- CONSIGNE
Recopiez intégralement le passage sur les débuts de deux jeunes avocats, sans en modifier un seul mot.

- PASSAGE DU TEXTE
----------

Certains ont choisi ce métier par hasard, par tradition familiale ou parce qu’ils ont cru que c’était un créneau porteur. Il y en a d’autres qui l’ont choisi par conviction, en voulant s’engager pour une cause. Deux d’entre eux, qui ont prêté serment fin 2015, nous parlent de leurs aspirations, de leurs premières expériences, de leurs craintes et de leurs espoirs.

Pourquoi et comment se lancer dans cette carrière ?
A.L. J’ai toujours été intéressé par les questions environnementales (agriculture paysanne, AMAP pour étudiants, etc.), mais je ne me suis pas senti la vocation d’avocat dès l’enfance. J’ai choisi une filière de droit avec un programme assez ouvert : de la philosophie, des sciences politiques. En master 1, lors d’une année de césure aux Pays-Bas, en droit international, j’ai eu la chance d’être en contact avec un professeur engagé dans le droit de l’environnement. C’était une belle expérience, impliquant des jeunes très actifs, travaillant avec les associations. Ensuite en master 2, j’ai fait mon stage à France Nature Environnement et j’ai donc pu mieux apprécier le monde associatif, la puissance du collectif.

----------

- DONNÉES ENREGISTRÉES
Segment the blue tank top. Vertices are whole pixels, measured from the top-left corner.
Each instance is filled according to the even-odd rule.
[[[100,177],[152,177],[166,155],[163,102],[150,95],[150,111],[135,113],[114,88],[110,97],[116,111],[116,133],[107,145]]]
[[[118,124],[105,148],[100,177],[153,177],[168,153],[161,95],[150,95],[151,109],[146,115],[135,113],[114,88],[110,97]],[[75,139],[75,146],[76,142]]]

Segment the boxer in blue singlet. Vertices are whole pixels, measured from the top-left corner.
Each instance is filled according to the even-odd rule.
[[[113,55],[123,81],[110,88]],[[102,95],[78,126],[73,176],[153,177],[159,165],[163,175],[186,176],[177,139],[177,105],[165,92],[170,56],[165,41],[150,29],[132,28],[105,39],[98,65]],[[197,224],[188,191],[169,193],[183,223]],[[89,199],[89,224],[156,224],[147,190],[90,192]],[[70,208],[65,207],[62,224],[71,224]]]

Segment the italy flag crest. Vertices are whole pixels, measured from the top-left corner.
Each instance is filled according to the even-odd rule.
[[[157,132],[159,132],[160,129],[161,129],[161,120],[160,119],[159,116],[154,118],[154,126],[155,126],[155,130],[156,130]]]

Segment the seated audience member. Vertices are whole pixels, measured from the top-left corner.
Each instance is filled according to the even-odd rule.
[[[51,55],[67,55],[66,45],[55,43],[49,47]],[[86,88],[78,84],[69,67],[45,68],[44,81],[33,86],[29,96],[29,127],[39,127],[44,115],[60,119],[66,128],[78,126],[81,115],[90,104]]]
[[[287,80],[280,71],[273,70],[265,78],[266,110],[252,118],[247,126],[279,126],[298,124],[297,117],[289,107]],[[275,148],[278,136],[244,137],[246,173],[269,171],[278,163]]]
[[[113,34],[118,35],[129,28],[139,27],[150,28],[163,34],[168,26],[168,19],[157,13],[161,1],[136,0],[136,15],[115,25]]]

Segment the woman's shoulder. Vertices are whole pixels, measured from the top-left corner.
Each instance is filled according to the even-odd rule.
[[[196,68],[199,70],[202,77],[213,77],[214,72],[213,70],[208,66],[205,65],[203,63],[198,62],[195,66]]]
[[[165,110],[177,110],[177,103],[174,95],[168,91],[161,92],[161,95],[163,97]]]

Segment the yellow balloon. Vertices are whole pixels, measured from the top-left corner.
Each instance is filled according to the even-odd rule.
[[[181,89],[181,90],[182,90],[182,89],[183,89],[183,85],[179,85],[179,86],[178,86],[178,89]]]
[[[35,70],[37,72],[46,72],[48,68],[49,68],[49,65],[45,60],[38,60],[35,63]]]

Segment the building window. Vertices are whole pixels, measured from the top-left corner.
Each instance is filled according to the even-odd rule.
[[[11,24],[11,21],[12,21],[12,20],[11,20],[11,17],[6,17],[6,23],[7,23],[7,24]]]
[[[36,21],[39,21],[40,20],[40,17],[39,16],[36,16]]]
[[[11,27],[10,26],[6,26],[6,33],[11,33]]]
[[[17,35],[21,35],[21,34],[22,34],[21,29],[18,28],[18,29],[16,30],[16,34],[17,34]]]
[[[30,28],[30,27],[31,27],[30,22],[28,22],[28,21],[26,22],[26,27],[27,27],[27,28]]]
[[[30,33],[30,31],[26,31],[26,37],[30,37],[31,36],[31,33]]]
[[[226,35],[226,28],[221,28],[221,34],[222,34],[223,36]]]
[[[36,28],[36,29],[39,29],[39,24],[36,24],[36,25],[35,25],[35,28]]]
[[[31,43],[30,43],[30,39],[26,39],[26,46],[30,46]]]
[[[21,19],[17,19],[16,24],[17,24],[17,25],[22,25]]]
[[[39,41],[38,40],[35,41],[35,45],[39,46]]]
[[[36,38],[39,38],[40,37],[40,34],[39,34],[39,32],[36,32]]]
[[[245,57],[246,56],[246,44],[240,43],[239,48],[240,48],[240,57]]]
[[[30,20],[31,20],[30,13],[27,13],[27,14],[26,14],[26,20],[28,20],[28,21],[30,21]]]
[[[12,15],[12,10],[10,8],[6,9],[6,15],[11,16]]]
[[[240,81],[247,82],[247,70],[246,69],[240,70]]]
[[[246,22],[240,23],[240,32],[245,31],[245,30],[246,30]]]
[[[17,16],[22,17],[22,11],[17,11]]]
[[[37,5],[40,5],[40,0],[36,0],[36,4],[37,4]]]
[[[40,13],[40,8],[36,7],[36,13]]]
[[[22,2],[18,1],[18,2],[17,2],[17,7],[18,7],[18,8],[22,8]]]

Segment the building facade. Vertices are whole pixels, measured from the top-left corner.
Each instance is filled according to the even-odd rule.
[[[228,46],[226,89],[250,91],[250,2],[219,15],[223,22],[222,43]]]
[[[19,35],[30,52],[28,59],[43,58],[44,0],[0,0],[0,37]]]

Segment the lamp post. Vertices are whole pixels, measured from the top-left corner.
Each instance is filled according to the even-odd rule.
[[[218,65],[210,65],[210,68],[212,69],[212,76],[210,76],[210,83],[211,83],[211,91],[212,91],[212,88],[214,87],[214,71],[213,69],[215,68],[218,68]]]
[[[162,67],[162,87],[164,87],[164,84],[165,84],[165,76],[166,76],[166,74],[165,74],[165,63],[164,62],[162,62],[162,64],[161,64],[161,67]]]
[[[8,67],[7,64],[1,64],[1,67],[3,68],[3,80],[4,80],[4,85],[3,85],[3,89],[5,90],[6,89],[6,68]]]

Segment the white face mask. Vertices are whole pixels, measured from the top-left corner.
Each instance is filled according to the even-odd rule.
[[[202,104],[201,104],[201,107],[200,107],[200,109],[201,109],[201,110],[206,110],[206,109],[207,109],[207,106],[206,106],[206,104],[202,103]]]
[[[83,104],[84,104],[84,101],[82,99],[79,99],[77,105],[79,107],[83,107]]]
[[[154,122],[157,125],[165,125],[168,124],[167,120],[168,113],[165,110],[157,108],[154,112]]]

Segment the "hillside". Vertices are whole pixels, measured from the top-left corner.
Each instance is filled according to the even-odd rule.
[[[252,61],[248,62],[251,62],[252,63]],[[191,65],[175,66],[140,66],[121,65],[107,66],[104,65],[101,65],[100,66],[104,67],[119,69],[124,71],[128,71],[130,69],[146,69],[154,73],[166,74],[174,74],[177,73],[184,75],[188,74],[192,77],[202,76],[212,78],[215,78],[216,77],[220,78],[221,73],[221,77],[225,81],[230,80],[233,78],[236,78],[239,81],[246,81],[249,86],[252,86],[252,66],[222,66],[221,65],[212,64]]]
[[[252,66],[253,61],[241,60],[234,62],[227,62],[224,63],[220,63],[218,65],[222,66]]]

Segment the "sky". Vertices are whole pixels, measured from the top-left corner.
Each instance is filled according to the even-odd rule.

----------

- RÉPONSE CI-DESSOUS
Certains ont choisi ce métier par hasard, par tradition familiale ou parce qu’ils ont cru que c’était un créneau porteur. Il y en a d’autres qui l’ont choisi par conviction, en voulant s’engager pour une cause. Deux d’entre eux, qui ont prêté serment fin 2015, nous parlent de leurs aspirations, de leurs premières expériences, de leurs craintes et de leurs espoirs.

Pourquoi et comment se lancer dans cette carrière ?
A.L. J’ai toujours été intéressé par les questions environnementales (agriculture paysanne, AMAP pour étudiants, etc.), mais je ne me suis pas senti la vocation d’avocat dès l’enfance. J’ai choisi une filière de droit avec un programme assez ouvert : de la philosophie, des sciences politiques. En master 1, lors d’une année de césure aux Pays-Bas, en droit international, j’ai eu la chance d’être en contact avec un professeur engagé dans le droit de l’environnement. C’était une belle expérience, impliquant des jeunes très actifs, travaillant avec les associations. Ensuite en master 2, j’ai fait mon stage à France Nature Environnement et j’ai donc pu mieux apprécier le monde associatif, la puissance du collectif.